» **Extracted records**
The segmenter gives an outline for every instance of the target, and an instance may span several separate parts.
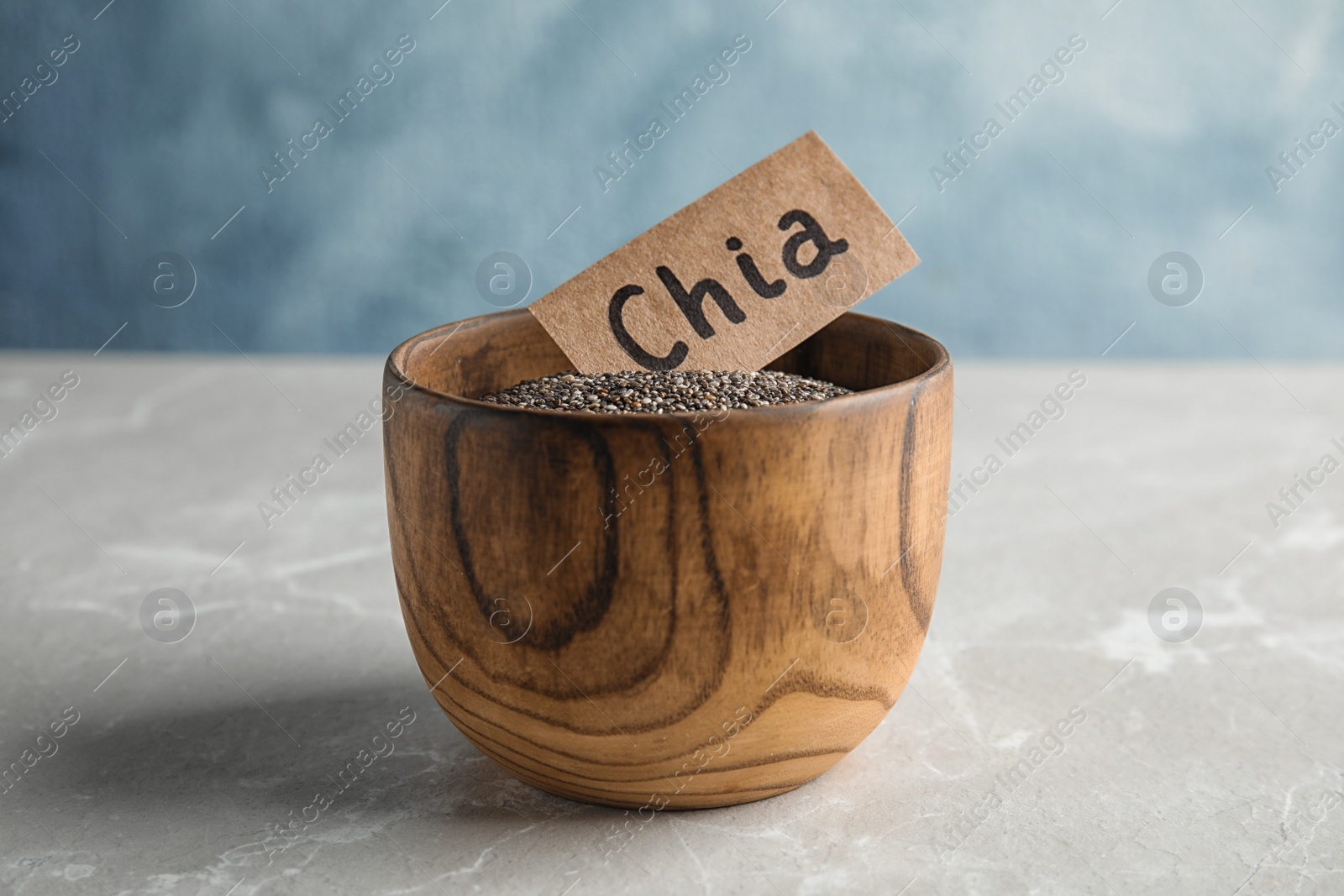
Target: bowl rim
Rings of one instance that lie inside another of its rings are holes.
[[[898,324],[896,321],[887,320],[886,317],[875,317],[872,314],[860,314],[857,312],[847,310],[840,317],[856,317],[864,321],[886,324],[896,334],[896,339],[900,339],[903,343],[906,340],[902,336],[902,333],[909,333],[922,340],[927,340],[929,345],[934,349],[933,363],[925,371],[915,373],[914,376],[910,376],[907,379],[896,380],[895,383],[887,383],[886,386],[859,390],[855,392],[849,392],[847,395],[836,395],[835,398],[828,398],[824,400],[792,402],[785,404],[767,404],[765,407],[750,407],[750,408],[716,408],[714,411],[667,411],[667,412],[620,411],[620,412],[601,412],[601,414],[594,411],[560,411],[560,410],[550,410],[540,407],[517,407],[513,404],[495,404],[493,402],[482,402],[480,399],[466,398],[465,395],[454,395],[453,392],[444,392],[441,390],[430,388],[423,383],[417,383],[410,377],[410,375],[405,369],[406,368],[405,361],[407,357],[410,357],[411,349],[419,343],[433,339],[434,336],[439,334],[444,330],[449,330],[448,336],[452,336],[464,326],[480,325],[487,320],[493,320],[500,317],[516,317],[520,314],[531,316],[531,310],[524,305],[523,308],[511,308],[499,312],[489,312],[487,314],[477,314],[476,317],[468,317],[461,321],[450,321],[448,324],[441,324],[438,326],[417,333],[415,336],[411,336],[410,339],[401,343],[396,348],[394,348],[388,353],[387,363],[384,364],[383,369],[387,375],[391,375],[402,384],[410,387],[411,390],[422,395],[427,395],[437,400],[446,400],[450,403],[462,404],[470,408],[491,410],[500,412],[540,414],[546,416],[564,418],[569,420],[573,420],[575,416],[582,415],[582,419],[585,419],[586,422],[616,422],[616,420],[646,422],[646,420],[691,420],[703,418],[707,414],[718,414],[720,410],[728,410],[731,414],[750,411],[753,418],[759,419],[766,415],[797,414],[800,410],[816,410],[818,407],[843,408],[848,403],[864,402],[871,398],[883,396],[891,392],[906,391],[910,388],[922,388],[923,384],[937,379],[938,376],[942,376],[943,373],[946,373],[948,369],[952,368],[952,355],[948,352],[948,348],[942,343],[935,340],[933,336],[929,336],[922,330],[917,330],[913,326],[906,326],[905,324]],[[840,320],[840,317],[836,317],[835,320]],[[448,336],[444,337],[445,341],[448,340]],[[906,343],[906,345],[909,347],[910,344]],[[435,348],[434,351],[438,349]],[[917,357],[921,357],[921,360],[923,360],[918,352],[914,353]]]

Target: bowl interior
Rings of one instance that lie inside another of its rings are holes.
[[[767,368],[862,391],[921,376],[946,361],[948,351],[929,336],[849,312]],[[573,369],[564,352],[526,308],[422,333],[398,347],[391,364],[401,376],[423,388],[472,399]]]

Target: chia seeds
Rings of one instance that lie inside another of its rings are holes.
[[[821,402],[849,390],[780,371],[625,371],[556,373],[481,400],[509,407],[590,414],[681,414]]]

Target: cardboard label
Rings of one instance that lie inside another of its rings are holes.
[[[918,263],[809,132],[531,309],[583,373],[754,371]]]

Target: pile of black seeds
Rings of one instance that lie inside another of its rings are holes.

» **What you need to do**
Reproduce the items verbatim, starting at the line containing "Target: pile of black seeds" and continuing through the end of the items.

» **Written solution**
Target: pile of black seeds
Rings of one instance that lie inside another of its rings are holes.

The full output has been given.